AANGELEVERDE TEKST —
========

Dat Getallentalent mij ontbreekt, voelde ik bij de bespreking van het jongste jaarresultaat van mijn bescheiden eenmanszaak (ik verkoop letterproducten). De boekhouder had zijn best gedaan om mijn inspanningen van 2008 te vertalen in overzichtelijke kolommen met getallen en cijfers: winst- en verlies, inhoudingen, onttrekkingen, kort- en langlopende schulden, liquide middelen, reserveringen, solvabiliteit, en meer van die termen die samen een mistig doolhof vormen: de fiscale wetgeving. Ik krijg het altijd benauwd, mijn bewustzijn versmalt, ik zie door de cijfers geen getallen meer, laat staan betekenis.

Waar ik echt bij afhaak, zijn die onbegrijpelijke regeltjes en uitzonderingen op die en weer andere regeltjes, die bepalen tot in tienden van procenten of ergens iets bij mag of af moet, of iets in box 1 meetelt, of beter in box 2 kan worden afgetrokken. En die volkomen willekeurige schijven, voor aftrek en bijtelling en ga maar door. De boekhouder leest zijn werk tegen beter weten in voor, maar ik sluimer weg in een duister hoekje van de doolhof.

Ik ontwaak weer als hij toe is aan de ‘clou’. Dan krijgt het weer betekenis: of ik belasting moet bijbetalen, of juist iets terugkrijg? Welnu: voor het eerst sinds vele jaren, betaalt de fiscus terug. Hoera !? Nee, dat is te vroeg gejuicht. Want het getal van de teruggave komt zo goed als overeen met de kosten van de boekhouder. Weer voel ik me de nul (een ‘n’ dus). Ik neem me voor het van af te schrijven; bij deze…

Over getallen gesproken, nog even als toegift een filmpje dat ik kreeg doorgemaild van een goede kennis. Ook over cijfers en getallen, op indrukwekkende wijze betekenis aan de razendsnelle ontwikkelingen in onze wereld. Too Much information! Maar wel boeiend.

Did you know? Op http://www.youtube.com/watch?v=UIDLIwlzkgY

4.19.2009

Het Zwitserleven-gevoel


Daar leef je dan, als 55 plusser. Een behoorlijk eind op weg richting de eindstreep van je loopbaan. Nog een paar bochten, misschien nog een venijnig klimmetje, maar dan lonkt in de verte, over de volle breedte van de baan, de banier met het woord ‘Finish’.
Je ziet de klok al voor je met de doortikkende tijd, niet in uren en seconden, maar in jaren: 62, 63, 64…. Met 65 zou je binnen moeten zijn, volgens je persoonlijke schema. Juichend verwelkomd over de eindstreep, liefdevol opgevangen in een warme deken van het Zwitserleven-gevoel. (Deze levensmarathon is mede mogelijk gemaakt door...)

========

GEËXTRAHEERD MATERIAAL —

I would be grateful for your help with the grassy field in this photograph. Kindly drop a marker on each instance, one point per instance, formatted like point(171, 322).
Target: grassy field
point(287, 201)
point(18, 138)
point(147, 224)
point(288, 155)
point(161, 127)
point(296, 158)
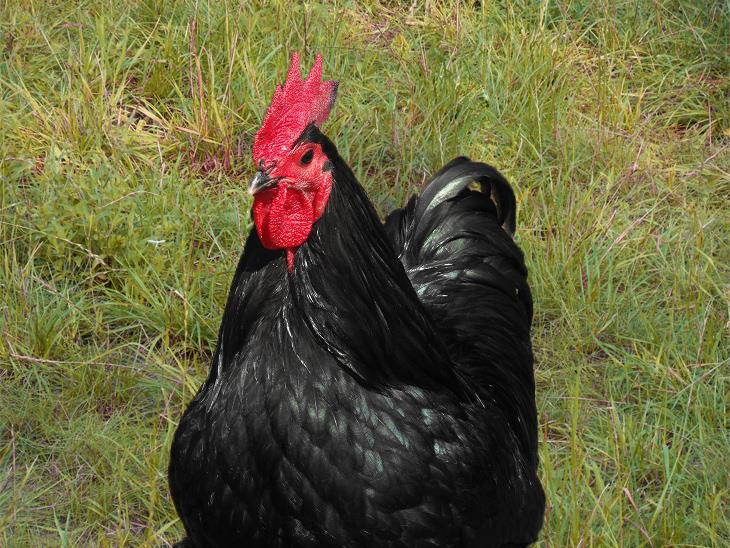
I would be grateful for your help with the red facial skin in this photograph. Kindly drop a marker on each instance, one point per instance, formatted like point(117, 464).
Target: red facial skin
point(285, 213)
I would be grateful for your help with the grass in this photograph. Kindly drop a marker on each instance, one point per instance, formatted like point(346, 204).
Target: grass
point(124, 157)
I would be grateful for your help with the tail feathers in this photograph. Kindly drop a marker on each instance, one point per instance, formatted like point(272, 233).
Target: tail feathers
point(452, 235)
point(457, 175)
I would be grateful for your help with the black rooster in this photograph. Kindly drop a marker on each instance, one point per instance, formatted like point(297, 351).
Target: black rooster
point(372, 384)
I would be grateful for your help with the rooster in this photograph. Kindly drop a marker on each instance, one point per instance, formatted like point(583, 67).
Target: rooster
point(372, 384)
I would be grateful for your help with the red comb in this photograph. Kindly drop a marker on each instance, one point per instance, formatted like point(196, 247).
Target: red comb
point(295, 105)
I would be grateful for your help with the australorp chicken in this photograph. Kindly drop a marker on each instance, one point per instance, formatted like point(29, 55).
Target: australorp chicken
point(372, 384)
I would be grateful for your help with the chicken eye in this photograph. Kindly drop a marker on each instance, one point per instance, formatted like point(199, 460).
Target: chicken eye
point(307, 157)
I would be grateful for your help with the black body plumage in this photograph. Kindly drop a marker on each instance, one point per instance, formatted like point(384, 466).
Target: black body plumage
point(380, 394)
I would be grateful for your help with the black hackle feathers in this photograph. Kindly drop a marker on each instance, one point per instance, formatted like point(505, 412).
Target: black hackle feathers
point(380, 394)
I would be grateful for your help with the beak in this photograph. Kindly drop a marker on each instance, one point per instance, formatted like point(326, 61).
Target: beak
point(261, 182)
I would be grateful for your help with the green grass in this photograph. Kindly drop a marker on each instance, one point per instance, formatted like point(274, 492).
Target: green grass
point(125, 134)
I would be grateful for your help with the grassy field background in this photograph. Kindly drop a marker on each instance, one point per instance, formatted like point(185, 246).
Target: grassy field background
point(125, 132)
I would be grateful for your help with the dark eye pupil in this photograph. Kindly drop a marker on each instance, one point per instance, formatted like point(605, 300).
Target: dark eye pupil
point(308, 156)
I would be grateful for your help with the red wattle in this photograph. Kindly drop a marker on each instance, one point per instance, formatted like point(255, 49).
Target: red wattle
point(283, 216)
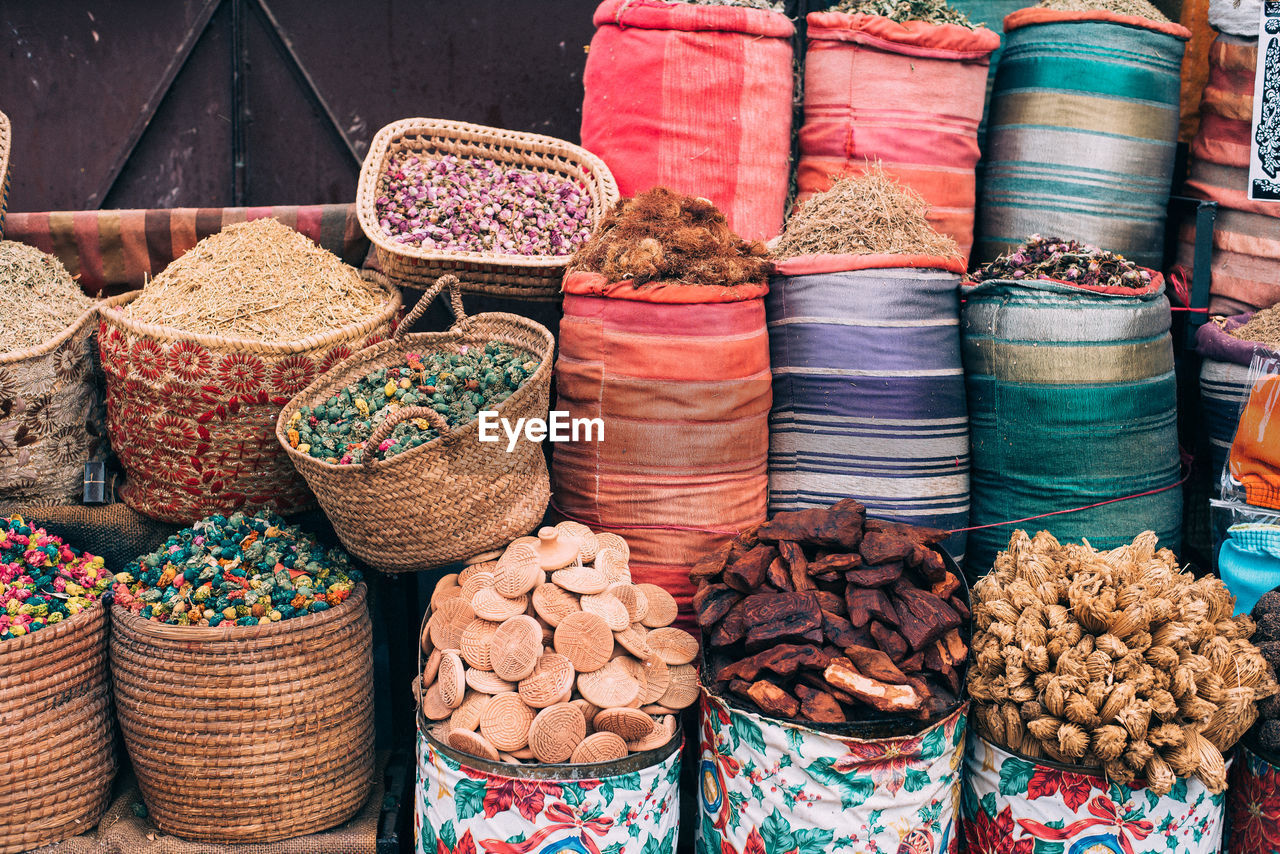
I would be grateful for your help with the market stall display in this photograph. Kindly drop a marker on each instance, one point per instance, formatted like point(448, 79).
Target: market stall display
point(55, 693)
point(202, 707)
point(502, 210)
point(430, 491)
point(200, 362)
point(50, 419)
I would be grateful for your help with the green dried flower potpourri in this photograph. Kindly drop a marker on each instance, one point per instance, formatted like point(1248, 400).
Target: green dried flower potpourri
point(456, 384)
point(243, 570)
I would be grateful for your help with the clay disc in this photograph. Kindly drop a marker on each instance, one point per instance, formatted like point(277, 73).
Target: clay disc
point(608, 686)
point(553, 603)
point(662, 606)
point(548, 683)
point(467, 716)
point(488, 683)
point(504, 722)
point(599, 747)
point(517, 572)
point(608, 539)
point(433, 704)
point(673, 645)
point(634, 639)
point(684, 688)
point(469, 741)
point(556, 731)
point(581, 579)
point(585, 640)
point(490, 604)
point(448, 622)
point(608, 606)
point(452, 679)
point(515, 648)
point(630, 724)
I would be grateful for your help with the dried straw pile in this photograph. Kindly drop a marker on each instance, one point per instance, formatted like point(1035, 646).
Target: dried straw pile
point(37, 297)
point(260, 281)
point(864, 214)
point(1112, 660)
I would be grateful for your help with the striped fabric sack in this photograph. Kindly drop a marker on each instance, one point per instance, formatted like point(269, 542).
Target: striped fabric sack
point(696, 99)
point(868, 388)
point(680, 375)
point(1246, 261)
point(1072, 402)
point(906, 94)
point(1082, 132)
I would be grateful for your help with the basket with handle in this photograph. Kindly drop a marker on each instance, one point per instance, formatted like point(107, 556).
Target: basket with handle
point(530, 277)
point(455, 496)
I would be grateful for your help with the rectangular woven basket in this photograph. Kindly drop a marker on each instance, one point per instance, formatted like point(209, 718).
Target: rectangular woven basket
point(529, 277)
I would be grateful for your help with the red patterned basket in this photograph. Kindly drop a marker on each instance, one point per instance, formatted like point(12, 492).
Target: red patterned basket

========

OP TE LOSSEN —
Met welk bedrag komt de teruggave van de fiscus volgens de aangeleverde tekst zo goed als overeen? De lijst heeft niets te maken met de aangeleverde tekst.

ANTWOORD —
Met de kosten van de boekhouder.